Task description:
Pick out each line in the entries below that contains the word "wild", and copy those lines.

Data shown:
-- START --
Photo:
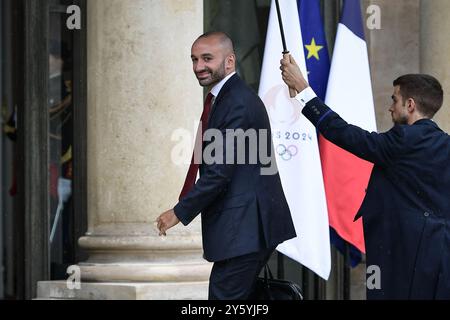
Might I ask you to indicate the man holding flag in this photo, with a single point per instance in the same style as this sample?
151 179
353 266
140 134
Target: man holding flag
406 209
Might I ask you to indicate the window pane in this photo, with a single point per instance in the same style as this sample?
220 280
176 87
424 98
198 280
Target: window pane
60 142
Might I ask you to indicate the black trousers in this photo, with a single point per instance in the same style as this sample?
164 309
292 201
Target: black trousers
234 278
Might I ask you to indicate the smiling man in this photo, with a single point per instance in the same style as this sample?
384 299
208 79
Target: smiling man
244 212
406 210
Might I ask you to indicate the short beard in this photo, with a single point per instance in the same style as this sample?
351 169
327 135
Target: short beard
216 76
403 120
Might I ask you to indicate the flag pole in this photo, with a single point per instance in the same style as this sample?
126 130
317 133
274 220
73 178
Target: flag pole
292 92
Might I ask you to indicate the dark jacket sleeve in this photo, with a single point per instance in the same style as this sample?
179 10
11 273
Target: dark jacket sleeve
378 148
216 176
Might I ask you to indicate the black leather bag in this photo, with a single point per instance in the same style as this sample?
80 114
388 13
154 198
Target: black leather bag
268 288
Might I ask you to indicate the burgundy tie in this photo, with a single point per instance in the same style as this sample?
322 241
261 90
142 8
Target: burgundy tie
193 167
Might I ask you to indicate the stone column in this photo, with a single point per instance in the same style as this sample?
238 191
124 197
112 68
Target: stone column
435 50
140 89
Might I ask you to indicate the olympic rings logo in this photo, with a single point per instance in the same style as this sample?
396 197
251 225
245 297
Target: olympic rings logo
286 153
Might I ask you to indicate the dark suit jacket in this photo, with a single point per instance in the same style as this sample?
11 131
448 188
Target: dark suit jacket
406 210
242 210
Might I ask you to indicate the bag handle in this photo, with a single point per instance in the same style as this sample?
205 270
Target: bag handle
267 272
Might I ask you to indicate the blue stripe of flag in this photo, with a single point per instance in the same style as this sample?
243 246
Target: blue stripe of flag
317 59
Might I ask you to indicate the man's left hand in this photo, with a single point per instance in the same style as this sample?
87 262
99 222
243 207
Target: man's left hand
166 221
291 74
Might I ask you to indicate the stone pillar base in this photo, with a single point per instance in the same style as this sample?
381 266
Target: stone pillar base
124 291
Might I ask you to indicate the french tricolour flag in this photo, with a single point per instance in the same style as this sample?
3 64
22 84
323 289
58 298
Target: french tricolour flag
349 93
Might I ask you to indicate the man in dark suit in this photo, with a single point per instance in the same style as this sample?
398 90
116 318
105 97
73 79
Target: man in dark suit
244 211
406 210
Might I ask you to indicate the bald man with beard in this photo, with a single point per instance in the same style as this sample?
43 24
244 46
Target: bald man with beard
244 211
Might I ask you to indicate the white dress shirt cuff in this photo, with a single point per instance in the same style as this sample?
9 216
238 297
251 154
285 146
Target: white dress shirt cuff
305 96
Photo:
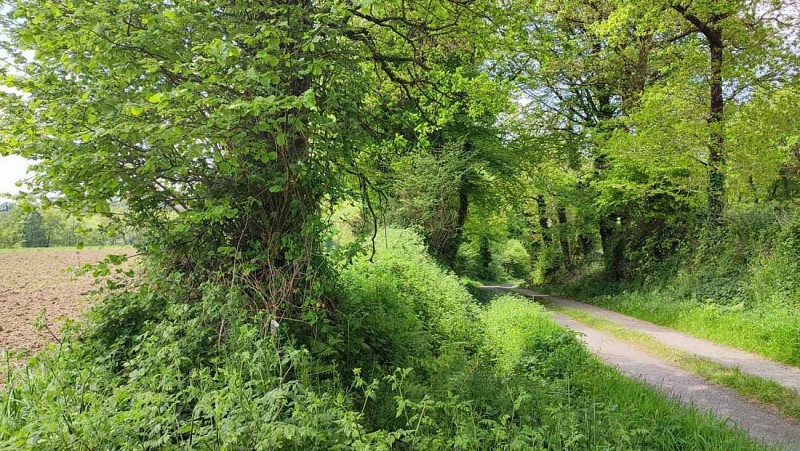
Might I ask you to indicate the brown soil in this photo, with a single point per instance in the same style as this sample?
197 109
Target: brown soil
39 279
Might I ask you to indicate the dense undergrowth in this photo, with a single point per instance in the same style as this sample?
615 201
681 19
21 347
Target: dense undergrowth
411 362
739 285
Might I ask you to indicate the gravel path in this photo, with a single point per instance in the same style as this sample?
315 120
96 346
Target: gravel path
749 363
760 422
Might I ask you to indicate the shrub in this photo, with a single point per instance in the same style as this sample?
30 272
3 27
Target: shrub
403 303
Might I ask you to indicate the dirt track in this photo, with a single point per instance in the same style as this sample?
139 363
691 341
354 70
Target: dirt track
760 422
32 280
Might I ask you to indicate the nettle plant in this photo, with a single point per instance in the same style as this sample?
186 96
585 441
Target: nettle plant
224 126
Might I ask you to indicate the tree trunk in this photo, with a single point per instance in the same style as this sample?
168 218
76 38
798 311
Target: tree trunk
716 160
544 226
563 238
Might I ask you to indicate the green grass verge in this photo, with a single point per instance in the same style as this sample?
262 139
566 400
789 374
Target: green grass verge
763 390
66 248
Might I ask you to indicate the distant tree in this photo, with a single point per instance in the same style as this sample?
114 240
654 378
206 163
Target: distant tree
33 233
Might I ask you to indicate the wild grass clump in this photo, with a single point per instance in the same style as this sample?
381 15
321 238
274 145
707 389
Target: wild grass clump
739 285
410 361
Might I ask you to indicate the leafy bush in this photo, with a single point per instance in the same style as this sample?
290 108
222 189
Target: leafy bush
159 366
738 285
402 303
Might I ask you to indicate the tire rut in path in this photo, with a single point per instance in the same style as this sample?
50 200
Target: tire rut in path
689 389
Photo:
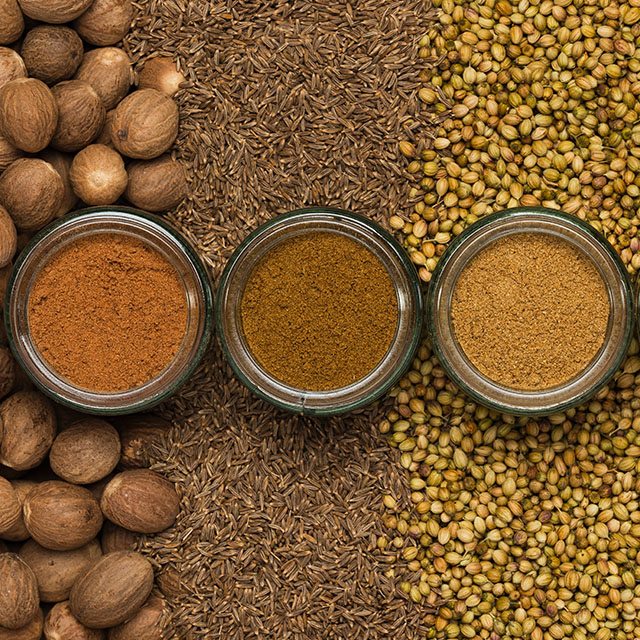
-- END --
Output below:
Might I ask you to indicate the wild grass clump in this photo, with a single point per instance in the same style as this sample?
Target: wild grass clump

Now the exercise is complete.